─── MATERIAL PROVIDED ───

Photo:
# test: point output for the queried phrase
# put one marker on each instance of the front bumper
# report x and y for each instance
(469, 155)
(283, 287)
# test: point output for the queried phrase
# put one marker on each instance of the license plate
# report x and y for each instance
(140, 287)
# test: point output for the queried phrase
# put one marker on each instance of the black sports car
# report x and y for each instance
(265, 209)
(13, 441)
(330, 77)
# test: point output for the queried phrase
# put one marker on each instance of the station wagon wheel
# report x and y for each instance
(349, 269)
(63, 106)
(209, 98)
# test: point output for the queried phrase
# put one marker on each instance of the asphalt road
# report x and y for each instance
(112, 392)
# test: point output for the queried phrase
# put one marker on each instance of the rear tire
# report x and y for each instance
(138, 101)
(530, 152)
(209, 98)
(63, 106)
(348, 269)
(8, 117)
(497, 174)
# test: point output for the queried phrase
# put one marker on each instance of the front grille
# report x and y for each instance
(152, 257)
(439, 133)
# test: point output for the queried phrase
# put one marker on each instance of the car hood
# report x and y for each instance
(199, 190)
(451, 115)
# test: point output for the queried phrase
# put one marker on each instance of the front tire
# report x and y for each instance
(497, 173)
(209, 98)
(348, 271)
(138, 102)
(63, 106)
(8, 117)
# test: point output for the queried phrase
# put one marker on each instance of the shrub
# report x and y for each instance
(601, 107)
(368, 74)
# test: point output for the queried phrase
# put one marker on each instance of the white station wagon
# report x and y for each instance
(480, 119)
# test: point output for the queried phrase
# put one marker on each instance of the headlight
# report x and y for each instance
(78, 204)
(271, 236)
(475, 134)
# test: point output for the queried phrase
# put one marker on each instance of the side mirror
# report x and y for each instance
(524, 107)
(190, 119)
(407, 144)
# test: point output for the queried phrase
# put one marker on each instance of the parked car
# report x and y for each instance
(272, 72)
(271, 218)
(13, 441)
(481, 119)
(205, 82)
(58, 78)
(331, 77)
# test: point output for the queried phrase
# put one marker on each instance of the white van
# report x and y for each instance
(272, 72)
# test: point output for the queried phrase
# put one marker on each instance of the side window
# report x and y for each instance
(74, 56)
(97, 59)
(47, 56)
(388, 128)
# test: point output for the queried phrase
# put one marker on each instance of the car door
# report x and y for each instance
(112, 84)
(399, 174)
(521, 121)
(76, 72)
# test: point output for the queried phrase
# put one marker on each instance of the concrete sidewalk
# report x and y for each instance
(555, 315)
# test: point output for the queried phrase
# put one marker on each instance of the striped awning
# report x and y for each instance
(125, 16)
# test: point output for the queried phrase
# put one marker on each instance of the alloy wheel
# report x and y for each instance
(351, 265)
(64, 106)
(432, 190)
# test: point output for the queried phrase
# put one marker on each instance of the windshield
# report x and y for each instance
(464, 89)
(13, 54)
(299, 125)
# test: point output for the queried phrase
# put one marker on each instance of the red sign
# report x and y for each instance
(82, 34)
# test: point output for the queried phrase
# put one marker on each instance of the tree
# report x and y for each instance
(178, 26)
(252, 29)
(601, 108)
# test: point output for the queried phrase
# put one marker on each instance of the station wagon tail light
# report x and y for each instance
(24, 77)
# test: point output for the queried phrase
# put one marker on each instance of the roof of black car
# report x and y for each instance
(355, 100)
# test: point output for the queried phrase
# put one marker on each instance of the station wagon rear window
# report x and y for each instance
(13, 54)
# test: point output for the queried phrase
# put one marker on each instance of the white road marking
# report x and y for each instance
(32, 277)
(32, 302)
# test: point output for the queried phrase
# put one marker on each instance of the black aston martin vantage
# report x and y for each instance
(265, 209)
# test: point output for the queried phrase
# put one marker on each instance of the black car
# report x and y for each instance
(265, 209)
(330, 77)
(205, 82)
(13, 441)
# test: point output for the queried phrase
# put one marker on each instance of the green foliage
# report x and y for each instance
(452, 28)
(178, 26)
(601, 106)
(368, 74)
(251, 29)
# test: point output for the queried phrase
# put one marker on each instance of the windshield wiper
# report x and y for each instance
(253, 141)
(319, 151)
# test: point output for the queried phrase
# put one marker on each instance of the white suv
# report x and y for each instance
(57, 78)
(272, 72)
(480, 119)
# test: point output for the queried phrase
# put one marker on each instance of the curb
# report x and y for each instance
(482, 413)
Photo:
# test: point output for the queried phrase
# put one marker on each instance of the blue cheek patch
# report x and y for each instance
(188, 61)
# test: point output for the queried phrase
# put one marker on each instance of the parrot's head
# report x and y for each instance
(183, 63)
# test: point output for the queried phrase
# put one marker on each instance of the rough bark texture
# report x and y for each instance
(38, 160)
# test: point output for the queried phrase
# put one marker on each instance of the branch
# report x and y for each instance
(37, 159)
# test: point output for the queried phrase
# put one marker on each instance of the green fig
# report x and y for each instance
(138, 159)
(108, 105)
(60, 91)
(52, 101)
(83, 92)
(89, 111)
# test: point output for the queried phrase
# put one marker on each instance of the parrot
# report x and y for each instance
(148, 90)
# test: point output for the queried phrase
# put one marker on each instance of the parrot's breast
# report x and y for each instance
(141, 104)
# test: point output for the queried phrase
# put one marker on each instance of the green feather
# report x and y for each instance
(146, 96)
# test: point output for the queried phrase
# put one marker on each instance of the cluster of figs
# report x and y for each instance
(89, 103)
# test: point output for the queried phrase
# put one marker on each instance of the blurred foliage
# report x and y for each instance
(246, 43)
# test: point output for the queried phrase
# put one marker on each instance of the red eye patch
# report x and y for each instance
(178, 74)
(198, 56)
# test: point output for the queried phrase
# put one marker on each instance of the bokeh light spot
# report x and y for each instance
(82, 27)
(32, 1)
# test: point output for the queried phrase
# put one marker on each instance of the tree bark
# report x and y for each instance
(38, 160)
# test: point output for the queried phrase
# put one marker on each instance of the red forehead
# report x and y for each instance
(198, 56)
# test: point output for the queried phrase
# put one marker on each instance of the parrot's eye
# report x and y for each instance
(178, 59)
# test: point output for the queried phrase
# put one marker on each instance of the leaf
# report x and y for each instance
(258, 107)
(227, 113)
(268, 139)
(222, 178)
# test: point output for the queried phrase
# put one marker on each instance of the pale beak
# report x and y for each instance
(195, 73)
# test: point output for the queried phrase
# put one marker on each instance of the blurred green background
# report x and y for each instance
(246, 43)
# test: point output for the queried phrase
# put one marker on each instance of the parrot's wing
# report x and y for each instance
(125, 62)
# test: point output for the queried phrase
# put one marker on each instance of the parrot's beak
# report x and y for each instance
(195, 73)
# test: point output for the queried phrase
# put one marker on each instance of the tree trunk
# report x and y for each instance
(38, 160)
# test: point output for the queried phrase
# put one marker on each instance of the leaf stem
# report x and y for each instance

───

Count how many of the lines above contain the string "wagon", treating uppercase and lowercase as different. Reply with the number alone.

4